* **What you will do**: Leave out the pictures and repeat the data exactly.

** Start Dataset extract **

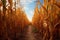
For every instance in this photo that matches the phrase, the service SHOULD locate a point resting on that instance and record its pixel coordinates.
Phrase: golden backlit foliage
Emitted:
(47, 20)
(12, 20)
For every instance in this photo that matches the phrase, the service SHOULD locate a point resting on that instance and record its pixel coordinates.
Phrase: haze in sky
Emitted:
(29, 6)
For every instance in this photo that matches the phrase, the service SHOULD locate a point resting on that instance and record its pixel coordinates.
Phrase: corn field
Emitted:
(14, 23)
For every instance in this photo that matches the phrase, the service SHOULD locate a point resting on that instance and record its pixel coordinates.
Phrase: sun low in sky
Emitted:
(29, 6)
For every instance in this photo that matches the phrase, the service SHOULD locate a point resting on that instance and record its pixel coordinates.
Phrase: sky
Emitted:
(29, 6)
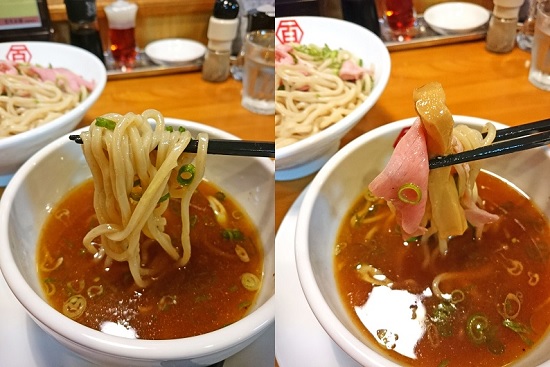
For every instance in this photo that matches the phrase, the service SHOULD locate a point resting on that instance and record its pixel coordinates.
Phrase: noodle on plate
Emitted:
(31, 95)
(136, 169)
(316, 87)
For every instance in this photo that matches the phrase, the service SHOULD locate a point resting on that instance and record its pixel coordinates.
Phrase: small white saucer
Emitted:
(174, 51)
(456, 17)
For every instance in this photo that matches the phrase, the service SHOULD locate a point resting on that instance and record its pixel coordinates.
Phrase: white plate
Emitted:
(456, 17)
(300, 340)
(174, 51)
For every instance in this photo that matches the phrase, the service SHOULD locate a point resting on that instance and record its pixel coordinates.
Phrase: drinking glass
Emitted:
(539, 72)
(121, 16)
(258, 94)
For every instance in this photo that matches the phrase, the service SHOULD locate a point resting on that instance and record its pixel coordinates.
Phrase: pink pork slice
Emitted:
(408, 164)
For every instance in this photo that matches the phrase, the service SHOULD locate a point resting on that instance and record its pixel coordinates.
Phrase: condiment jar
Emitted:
(501, 36)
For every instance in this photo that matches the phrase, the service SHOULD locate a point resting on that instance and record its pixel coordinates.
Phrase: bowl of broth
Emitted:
(195, 313)
(390, 301)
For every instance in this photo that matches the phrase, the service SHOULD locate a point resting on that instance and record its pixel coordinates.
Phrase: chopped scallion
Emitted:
(105, 122)
(410, 193)
(186, 174)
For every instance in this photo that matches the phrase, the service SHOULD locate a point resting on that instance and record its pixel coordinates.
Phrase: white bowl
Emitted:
(332, 193)
(308, 155)
(456, 17)
(25, 204)
(16, 149)
(174, 51)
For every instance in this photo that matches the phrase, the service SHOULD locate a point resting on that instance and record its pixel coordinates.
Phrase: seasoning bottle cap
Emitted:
(507, 9)
(226, 9)
(261, 18)
(81, 10)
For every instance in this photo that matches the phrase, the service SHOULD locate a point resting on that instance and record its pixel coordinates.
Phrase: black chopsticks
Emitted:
(246, 148)
(509, 140)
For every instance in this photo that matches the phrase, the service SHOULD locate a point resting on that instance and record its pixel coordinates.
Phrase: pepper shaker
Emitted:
(222, 30)
(501, 36)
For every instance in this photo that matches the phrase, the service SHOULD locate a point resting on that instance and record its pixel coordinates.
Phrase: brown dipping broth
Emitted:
(205, 295)
(500, 285)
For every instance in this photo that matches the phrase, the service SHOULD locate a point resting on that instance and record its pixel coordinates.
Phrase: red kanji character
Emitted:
(19, 53)
(289, 31)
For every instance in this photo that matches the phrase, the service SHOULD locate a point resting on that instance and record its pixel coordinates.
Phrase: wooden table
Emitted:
(477, 83)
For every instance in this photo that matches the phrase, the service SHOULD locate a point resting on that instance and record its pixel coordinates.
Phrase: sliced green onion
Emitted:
(250, 281)
(76, 286)
(220, 196)
(477, 327)
(519, 329)
(186, 174)
(404, 193)
(75, 306)
(95, 290)
(232, 234)
(164, 197)
(166, 302)
(105, 122)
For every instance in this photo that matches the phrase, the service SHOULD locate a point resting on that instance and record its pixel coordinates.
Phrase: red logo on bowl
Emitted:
(19, 53)
(289, 31)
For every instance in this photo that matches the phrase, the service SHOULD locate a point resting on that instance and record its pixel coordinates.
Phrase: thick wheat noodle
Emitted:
(464, 138)
(313, 97)
(27, 102)
(136, 151)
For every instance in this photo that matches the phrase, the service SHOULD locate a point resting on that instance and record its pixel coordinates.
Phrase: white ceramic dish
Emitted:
(21, 217)
(175, 51)
(308, 155)
(456, 17)
(16, 149)
(332, 193)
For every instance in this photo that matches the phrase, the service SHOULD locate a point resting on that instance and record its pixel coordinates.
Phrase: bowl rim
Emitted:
(437, 15)
(162, 51)
(81, 108)
(342, 126)
(354, 347)
(250, 326)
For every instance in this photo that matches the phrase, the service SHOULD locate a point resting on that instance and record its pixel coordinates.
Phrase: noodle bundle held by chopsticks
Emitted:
(136, 169)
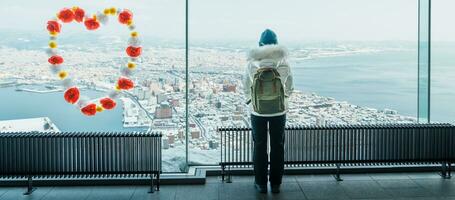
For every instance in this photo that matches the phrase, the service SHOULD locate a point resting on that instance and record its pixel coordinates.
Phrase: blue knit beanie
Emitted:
(268, 37)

** End Dataset extract **

* **Output of the exercise**:
For every instance in this photo that matches the phrase, the service SHOULD locate a point resting on that instance and record its pixel coordinates.
Phrase: golden backlit foliage
Emitted:
(47, 20)
(12, 20)
For every instance in this photo that matches the phrase, the service SHOULD locate a point resting on that instance and record its pixel coordinates.
Phrase: haze in sky
Emitted:
(29, 6)
For every instance in this photo that matches the phrase, the service SHOULD locate a point resting on that instance and record its pixel coordinates.
Phrase: corn field
Emitted:
(14, 23)
For every instance in this photo that matches the phrase, the service SHOULD locate a point resting on that instance and record its pixel coordinates.
Phrase: sun low in sky
Emitted:
(29, 6)
For every instance in this photo that matches the phrase, the service SHOULD locate a point resting on that instance and record its pixel coordinates.
Phrase: sky
Emitted:
(29, 6)
For every instance in this photo that matches the phrase, the service SHOULD locate a point resting on that instance and record its pixel coordinates.
Phrase: noodle on plate
Emitted:
(31, 95)
(136, 169)
(316, 87)
For every instance in this photo that matches the phrase, the service SHOULD locate a point resting on that instance and record its pixel coordinates.
Phrase: small white saucer
Emitted:
(174, 51)
(456, 17)
For every instance in this photo that matches the phrase, the service SHOULD locate a point resting on that instance and record its pixel coordinates.
Phrase: white plate
Emitted:
(456, 17)
(300, 340)
(174, 51)
For every instance in this photo that matches the phrase, the service SHOULD locate a point resting on that instance and record its pixel coordinates.
Phrase: drinking glass
Emitted:
(539, 72)
(121, 16)
(258, 94)
For every instance in this photo that matches the phrase, the service SHOULD locate a point resting on that instance and record its pixel coordinates.
Phrase: pink pork slice
Emitted:
(408, 164)
For every instance in this photo that matches the phrase, the service SHOULD locate a point resting on that instance and record its pixel coordinates.
Phrase: condiment jar
Emitted:
(501, 36)
For every instance in this photo that matches the phrase, the service SHOULD locate a point resting on that instance and record its pixel coordinates.
Phrase: bowl of broth
Emitted:
(195, 313)
(390, 301)
For every instance in this photo that matches the phrase, the service SHOULD locate a point resting on that instance and record its pixel coordinates.
Phrase: chopped scallion
Emitted:
(105, 122)
(410, 193)
(186, 174)
For every instance in this photo that matches the phrase, the service SHOULD locate a point resting on that instance and record its pixel coordinates.
Phrase: white bowl
Emitted:
(332, 193)
(308, 155)
(456, 17)
(25, 204)
(16, 149)
(174, 51)
For every instance in this photo that matches the phrase, the service SHOULD locate a point resting on that instance and record its pixel coordinates.
Phrase: seasoning bottle cap
Emitted:
(507, 9)
(226, 9)
(261, 18)
(81, 10)
For every instance in this photo that matches the phrase, the service SHOULD locate a point resting on that instance and record its pixel coordinates.
Phrase: black chopsticks
Emitted:
(246, 148)
(509, 140)
For every instance in this photo that matches the phrase, the service SHOULD locate a point resting on that instance and record its pixel coordinates.
Phrase: pepper shaker
Emitted:
(222, 30)
(501, 36)
For every instance in this photo that matches the phrase, the service SHOULD locate a point resting on that instance and record its pixel coordinates.
Phrase: brown dipping broth
Emitted:
(205, 295)
(500, 285)
For every instance in this photo that matches the phrase, the service SHOULD locate a point resting on that instance and record its pixel coordinates.
Phrase: red kanji character
Emitted:
(19, 53)
(289, 31)
For every instance in this photo that matches the phrase, the service SHOULD locate a point resting on that instance and record its pixel coordinates.
Phrase: wooden table
Emitted:
(477, 83)
For every instance in this photo that matches the phrase, the service SHOULD locate a point resting on that instance and record its pixel coordinates.
Phrase: sliced green onion
Emitted:
(250, 281)
(76, 286)
(220, 196)
(477, 327)
(519, 329)
(186, 174)
(404, 193)
(75, 306)
(95, 290)
(232, 234)
(164, 197)
(166, 302)
(105, 122)
For every instance in this photo that matches the phrase, the service SHOULD locate a point resting on that instance and record its pixel coordinates.
Phrase: red logo on bowl
Emitted:
(19, 53)
(289, 31)
For every instance in this photo that matches the phrase, the service SHOULD locate a point resting on that instance and record its pixel coordinates.
Phrase: thick wheat noodle
Emitted:
(464, 138)
(313, 97)
(27, 102)
(136, 151)
For every instance in this photo that matches the phrase, the service SHOULD locate a point resting on that instance and record its pixel coordinates.
Phrase: white ceramic dish
Emitted:
(21, 217)
(175, 51)
(308, 155)
(456, 17)
(16, 149)
(332, 193)
For every instance in this photo that matches the phrase, the service SHOULD locate a point resting on that instance and record its pixel coordinates.
Phrase: bowl rim
Emitted:
(437, 15)
(162, 51)
(81, 108)
(342, 126)
(354, 347)
(250, 326)
For every instance in this photo that matches the phrase, the service SHOULD locate a point resting on that instance and record its pixel coordinates.
Phrase: noodle bundle held by chopsticks
Emitted:
(136, 169)
For every instance in this photo that matches the phrase, the service SHOULD locate a point resting on that instance and record its pixel coordinates.
Phrase: blue knit beanie
Emitted:
(268, 37)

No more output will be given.